Problem 1: List the four things the CARES Act statement says the act does as it builds on Congress's earlier efforts.
Problem 2: Echo the CARES Act statement word for word, from "March 26, 2020" to "the president’s desk.".
Problem 3:
Answer these questions using the CARES Act statement.
(a) On what date was the statement released?
(b) How did the CARES Act pass the Senate?
(c) What did Congress pass first over the past month?

Source text:
***

Blunt Statement on Senate Passage of the Coronavirus Aid, Relief, & Economic Security Act

March 26, 2020

“The coronavirus pandemic poses the greatest threat to Americans that we have seen in decades … we have to speed relief to everyone who needs it”

WASHINGTON – U.S. Senator Roy Blunt (Mo.) released the following statement after voting to pass the Coronavirus Aid, Relief, & Economic Security (CARES) Act. The measure, which passed the Senate unanimously, must now be passed by the House before reaching the president’s desk.

“The coronavirus pandemic poses the greatest threat to Americans that we have seen in decades,” said Blunt. “People are scared for their health and the health of their loved ones. Businesses large and small are struggling to stay afloat. Workers are worried about losing their jobs and not being able to make ends meet. Healthcare providers and first responders are putting their lives on the line every day to take care of people in their communities. We have to speed relief to everyone who needs it and the CARES Act the Senate just passed does that.

“Over the past month, Congress came together to quickly pass immediate emergency funding for health-related response efforts. We followed that by passing a second package that addressed paid sick leave for individuals and family caregivers, enhanced unemployment insurance and food assistance, and increased healthcare funding for states. The CARES Act builds on those efforts by providing direct financial assistance to individuals and families, helping small businesses maintain their payrolls, stabilizing major sectors of our economy, and, most importantly, making sure healthcare providers have what they need to fight this pandemic. The House must now act to get this phase three package to President Trump as soon as possible.”

***

Records provided:

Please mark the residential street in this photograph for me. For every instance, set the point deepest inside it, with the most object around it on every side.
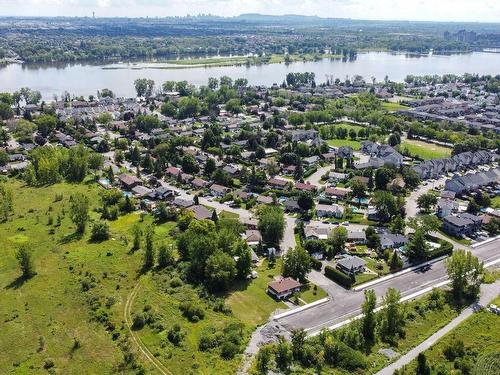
(488, 293)
(347, 303)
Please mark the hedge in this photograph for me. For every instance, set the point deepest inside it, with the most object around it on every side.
(338, 276)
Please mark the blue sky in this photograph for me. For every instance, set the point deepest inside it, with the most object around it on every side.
(432, 10)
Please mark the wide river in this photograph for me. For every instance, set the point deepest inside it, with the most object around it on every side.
(86, 79)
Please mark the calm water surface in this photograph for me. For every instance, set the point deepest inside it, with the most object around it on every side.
(86, 79)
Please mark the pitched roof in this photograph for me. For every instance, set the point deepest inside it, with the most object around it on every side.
(284, 285)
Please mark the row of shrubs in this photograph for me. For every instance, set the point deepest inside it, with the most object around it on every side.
(338, 276)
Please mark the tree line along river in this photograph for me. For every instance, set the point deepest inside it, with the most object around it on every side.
(86, 78)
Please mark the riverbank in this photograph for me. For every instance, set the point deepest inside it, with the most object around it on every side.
(228, 61)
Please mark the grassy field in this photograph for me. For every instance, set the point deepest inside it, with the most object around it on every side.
(495, 202)
(42, 317)
(81, 288)
(356, 145)
(425, 150)
(480, 335)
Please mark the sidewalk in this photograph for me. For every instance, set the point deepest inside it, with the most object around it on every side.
(488, 293)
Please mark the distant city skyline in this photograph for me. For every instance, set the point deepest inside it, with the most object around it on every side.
(418, 10)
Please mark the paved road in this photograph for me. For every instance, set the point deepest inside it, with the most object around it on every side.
(315, 178)
(347, 303)
(488, 293)
(411, 203)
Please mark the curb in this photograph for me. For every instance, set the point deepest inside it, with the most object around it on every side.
(392, 275)
(301, 308)
(403, 299)
(485, 242)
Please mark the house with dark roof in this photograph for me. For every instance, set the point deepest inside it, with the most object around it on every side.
(292, 205)
(283, 288)
(351, 264)
(128, 181)
(275, 183)
(329, 210)
(218, 190)
(200, 212)
(462, 225)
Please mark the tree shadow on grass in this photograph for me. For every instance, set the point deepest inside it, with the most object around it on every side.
(76, 236)
(18, 282)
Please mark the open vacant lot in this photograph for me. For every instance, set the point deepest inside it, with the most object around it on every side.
(425, 150)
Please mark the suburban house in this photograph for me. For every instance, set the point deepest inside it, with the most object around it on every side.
(337, 193)
(350, 264)
(201, 212)
(253, 237)
(264, 199)
(472, 181)
(275, 183)
(140, 191)
(356, 236)
(445, 207)
(283, 288)
(305, 187)
(292, 205)
(129, 181)
(162, 193)
(326, 210)
(392, 240)
(219, 190)
(462, 225)
(312, 232)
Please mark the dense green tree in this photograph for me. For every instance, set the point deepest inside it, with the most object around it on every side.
(100, 231)
(283, 355)
(264, 357)
(297, 264)
(417, 247)
(166, 256)
(6, 205)
(25, 261)
(465, 272)
(46, 124)
(149, 250)
(337, 240)
(369, 318)
(392, 317)
(79, 211)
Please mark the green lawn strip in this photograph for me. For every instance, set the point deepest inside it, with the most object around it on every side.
(229, 215)
(356, 145)
(185, 356)
(42, 317)
(425, 150)
(495, 202)
(480, 334)
(461, 241)
(418, 329)
(249, 299)
(391, 106)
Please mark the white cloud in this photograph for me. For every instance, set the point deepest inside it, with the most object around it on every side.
(442, 10)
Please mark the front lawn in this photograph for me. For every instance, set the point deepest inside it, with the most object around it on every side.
(249, 299)
(425, 150)
(356, 145)
(479, 337)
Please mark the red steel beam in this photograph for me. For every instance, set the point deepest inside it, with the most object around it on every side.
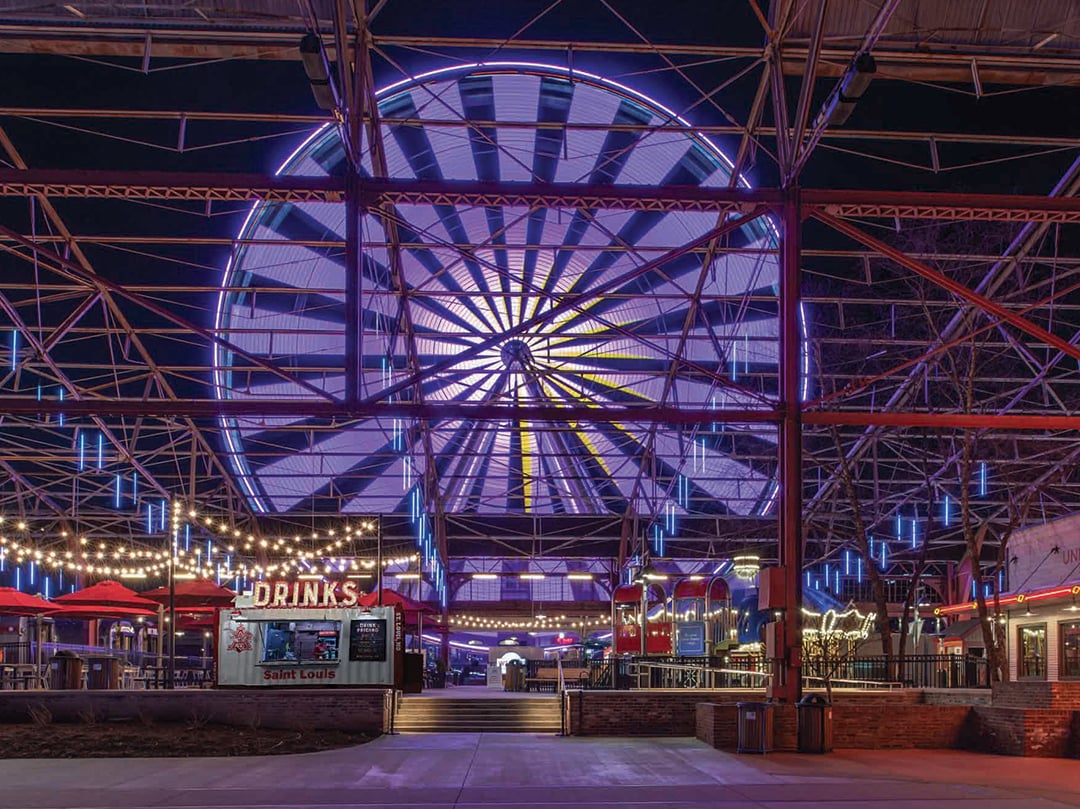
(120, 185)
(322, 408)
(956, 420)
(319, 408)
(950, 284)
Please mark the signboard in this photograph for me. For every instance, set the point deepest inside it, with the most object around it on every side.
(309, 593)
(367, 639)
(1044, 555)
(690, 638)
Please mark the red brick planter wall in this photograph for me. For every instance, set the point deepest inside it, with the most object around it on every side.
(881, 726)
(346, 709)
(1025, 731)
(1027, 693)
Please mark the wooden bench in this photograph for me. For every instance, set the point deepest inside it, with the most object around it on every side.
(548, 678)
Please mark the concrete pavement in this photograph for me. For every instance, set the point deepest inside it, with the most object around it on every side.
(520, 771)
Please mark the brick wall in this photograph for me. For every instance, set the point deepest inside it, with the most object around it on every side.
(861, 725)
(887, 726)
(1027, 693)
(642, 713)
(1025, 731)
(957, 696)
(673, 712)
(346, 709)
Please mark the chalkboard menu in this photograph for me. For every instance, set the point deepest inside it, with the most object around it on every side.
(367, 639)
(691, 638)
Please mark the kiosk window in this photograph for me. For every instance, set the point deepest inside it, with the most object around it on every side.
(300, 642)
(1069, 665)
(1033, 652)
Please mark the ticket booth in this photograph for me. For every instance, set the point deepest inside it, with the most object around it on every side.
(638, 609)
(704, 621)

***

Problem solution 1:
- Provides direct financial assistance to individuals and families
- Helps small businesses maintain their payrolls
- Stabilizes major sectors of the economy
- Makes sure healthcare providers have what they need to fight the pandemic

Problem solution 2:
March 26, 2020

“The coronavirus pandemic poses the greatest threat to Americans that we have seen in decades … we have to speed relief to everyone who needs it”

WASHINGTON – U.S. Senator Roy Blunt (Mo.) released the following statement after voting to pass the Coronavirus Aid, Relief, & Economic Security (CARES) Act. The measure, which passed the Senate unanimously, must now be passed by the House before reaching the president’s desk.

Problem solution 3:
(a) March 26, 2020
(b) Unanimously
(c) Immediate emergency funding for health-related response efforts